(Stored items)
┏━━

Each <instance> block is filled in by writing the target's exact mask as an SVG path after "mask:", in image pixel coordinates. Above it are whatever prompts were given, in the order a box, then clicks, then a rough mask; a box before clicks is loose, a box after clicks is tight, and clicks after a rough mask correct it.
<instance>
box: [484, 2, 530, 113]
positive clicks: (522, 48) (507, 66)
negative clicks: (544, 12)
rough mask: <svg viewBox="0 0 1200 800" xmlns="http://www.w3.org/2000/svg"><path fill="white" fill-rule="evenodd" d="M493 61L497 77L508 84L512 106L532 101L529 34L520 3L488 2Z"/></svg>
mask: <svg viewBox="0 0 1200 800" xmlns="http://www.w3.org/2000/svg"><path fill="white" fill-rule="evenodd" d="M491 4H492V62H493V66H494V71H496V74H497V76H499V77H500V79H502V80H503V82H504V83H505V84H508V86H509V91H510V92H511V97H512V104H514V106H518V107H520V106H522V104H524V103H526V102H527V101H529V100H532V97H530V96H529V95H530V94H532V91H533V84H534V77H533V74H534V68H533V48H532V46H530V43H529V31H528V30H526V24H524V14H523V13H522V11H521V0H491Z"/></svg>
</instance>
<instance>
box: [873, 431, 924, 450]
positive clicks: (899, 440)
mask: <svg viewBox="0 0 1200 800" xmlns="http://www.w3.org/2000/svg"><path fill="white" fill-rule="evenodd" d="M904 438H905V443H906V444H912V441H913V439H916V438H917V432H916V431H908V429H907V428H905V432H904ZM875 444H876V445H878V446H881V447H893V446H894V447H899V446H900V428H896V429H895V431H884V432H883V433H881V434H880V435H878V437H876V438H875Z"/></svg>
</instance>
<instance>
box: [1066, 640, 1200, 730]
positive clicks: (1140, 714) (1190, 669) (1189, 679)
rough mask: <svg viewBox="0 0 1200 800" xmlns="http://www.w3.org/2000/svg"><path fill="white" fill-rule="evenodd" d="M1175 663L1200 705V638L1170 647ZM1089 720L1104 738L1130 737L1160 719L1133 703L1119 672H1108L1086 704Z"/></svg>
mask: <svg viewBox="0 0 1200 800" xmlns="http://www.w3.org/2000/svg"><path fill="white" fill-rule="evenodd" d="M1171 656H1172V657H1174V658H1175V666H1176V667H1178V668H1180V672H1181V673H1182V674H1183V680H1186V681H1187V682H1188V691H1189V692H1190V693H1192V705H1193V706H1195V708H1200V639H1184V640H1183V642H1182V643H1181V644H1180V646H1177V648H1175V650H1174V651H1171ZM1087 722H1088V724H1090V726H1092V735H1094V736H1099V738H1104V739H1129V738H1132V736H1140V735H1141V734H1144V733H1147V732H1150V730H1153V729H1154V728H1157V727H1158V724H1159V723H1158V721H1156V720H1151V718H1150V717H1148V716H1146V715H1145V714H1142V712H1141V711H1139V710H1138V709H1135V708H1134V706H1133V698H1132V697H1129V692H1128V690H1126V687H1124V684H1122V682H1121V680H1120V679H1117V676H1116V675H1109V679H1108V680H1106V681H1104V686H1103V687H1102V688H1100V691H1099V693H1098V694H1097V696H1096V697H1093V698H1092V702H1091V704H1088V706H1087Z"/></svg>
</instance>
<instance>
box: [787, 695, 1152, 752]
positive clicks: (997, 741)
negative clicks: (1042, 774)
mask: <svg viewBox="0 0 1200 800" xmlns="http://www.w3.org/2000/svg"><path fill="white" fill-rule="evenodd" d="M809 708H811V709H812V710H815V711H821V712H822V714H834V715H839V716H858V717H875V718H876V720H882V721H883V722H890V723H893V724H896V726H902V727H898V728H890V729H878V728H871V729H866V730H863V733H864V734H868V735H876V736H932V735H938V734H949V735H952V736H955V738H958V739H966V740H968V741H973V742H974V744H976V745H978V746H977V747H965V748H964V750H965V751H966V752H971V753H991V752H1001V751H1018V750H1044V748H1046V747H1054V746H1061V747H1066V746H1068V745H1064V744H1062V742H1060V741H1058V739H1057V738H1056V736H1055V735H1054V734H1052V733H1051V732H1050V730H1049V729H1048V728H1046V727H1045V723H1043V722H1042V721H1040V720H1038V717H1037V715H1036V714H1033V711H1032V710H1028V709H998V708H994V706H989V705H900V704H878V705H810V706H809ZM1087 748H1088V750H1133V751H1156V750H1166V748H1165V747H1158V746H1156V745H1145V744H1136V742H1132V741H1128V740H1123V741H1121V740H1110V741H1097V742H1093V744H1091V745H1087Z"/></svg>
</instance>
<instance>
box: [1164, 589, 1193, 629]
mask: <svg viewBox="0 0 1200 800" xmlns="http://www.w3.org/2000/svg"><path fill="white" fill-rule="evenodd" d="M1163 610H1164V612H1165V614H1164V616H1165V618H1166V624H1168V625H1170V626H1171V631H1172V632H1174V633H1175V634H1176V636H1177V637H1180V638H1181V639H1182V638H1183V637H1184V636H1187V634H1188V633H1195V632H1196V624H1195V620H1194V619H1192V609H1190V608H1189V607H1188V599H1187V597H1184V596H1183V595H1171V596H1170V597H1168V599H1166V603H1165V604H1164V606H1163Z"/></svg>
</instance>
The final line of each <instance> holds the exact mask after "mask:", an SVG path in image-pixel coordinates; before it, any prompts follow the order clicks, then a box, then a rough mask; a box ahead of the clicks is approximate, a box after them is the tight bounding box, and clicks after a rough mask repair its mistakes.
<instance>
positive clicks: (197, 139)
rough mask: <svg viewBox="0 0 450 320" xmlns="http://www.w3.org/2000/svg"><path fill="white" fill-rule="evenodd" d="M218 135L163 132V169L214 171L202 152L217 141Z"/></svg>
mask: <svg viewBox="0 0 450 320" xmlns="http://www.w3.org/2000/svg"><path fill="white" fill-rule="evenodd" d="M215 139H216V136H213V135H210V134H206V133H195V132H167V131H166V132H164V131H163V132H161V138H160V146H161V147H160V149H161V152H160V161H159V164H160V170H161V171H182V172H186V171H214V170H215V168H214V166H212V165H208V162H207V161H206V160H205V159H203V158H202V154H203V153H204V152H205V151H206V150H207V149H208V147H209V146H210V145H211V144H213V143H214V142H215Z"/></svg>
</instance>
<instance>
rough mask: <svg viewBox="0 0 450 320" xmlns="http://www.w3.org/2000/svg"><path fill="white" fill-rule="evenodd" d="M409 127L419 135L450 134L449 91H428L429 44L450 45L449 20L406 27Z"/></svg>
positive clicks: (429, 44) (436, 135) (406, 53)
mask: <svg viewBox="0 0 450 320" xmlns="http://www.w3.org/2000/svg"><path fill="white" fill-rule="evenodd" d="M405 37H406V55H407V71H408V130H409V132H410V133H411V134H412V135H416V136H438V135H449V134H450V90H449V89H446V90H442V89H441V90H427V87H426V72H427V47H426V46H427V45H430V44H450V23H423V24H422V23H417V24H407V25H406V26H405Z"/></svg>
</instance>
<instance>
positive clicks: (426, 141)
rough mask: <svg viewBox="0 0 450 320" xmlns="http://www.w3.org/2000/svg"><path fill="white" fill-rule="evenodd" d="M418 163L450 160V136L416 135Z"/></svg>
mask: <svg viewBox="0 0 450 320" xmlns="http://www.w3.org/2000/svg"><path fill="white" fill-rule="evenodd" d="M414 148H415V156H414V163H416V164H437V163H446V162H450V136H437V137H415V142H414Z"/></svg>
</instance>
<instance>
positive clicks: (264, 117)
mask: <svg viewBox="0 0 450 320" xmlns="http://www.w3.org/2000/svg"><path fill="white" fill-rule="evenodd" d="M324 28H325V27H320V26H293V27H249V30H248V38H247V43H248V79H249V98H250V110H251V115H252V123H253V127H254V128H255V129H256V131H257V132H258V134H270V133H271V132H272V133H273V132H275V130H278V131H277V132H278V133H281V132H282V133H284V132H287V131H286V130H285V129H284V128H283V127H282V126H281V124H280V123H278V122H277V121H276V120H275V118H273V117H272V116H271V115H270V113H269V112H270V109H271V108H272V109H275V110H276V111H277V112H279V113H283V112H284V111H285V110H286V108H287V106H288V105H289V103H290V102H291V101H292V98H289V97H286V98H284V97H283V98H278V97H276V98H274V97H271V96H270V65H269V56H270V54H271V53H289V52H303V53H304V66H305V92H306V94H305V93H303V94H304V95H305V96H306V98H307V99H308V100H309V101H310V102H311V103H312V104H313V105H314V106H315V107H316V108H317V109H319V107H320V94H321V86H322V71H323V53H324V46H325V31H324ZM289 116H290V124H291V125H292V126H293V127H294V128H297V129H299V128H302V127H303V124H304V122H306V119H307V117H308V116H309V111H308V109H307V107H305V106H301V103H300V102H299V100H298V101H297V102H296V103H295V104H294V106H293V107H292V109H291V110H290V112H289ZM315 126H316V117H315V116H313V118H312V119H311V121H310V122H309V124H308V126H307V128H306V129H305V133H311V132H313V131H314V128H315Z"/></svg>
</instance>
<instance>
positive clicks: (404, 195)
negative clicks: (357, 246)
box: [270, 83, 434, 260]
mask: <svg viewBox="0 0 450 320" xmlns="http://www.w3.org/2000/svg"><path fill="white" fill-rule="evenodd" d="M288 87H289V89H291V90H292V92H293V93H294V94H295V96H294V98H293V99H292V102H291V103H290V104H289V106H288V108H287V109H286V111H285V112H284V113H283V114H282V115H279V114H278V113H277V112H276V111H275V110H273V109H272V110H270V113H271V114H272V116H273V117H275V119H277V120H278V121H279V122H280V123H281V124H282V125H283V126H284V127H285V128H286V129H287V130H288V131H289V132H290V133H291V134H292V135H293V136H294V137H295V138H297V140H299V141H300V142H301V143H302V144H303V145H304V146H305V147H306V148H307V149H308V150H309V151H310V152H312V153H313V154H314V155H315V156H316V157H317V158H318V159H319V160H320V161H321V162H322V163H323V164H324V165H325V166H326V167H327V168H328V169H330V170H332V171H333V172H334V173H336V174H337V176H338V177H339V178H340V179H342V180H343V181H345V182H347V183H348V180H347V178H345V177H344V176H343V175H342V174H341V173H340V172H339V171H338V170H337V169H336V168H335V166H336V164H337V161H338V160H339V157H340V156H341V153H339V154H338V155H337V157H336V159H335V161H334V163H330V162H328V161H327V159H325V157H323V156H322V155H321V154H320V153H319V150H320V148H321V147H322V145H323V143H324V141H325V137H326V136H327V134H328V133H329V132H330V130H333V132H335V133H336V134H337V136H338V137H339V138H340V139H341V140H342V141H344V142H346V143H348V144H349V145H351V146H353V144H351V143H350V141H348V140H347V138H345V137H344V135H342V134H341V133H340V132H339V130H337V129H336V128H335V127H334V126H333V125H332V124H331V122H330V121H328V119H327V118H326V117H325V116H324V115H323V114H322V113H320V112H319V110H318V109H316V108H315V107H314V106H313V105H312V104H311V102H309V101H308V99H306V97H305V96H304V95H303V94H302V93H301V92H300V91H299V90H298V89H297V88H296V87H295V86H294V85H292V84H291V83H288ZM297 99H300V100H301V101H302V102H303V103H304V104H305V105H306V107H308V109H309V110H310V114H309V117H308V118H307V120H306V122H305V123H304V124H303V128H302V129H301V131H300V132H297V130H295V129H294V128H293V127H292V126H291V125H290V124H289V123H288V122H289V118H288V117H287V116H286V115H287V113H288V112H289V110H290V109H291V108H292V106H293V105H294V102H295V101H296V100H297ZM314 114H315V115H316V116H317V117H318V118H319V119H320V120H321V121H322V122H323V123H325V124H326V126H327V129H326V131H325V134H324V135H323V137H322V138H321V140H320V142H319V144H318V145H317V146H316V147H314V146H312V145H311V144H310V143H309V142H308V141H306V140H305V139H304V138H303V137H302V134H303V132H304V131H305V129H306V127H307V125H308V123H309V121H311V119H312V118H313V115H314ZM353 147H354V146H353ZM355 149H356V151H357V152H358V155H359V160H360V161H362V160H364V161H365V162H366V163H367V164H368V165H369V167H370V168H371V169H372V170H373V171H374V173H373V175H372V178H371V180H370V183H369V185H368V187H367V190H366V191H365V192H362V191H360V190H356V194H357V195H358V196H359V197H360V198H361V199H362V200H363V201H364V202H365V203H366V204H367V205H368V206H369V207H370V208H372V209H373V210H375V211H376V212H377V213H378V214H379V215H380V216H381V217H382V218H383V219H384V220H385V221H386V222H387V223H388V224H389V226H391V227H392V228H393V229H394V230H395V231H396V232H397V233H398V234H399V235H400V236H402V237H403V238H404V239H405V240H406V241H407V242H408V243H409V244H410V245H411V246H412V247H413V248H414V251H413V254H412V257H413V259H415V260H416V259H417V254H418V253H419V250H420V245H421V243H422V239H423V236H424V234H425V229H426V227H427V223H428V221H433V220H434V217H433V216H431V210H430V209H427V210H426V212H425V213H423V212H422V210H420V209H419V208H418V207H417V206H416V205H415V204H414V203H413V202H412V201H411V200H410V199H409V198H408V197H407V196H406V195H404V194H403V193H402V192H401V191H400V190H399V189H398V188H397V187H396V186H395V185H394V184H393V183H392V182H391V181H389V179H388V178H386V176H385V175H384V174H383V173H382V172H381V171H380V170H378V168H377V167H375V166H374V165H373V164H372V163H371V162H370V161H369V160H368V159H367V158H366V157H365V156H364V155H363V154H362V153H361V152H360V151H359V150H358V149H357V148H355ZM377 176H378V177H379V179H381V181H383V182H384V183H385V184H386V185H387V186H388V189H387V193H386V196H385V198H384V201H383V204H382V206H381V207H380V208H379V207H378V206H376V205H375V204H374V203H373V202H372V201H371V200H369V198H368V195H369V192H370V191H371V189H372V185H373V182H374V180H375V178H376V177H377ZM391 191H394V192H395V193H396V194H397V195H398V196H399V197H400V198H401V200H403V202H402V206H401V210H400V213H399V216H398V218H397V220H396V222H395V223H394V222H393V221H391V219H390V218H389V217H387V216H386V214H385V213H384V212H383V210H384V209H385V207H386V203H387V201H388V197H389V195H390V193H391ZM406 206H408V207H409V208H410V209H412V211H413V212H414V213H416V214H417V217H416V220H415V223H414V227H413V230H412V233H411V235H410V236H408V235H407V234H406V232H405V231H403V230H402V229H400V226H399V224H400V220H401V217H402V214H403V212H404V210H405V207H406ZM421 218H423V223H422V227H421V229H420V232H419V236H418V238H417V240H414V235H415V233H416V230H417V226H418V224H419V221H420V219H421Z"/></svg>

┗━━

## WHAT TO PRODUCE
Please count the lines above that contain the string "negative", matching case exactly, and reply with only the number.

## WRITTEN SOLUTION
3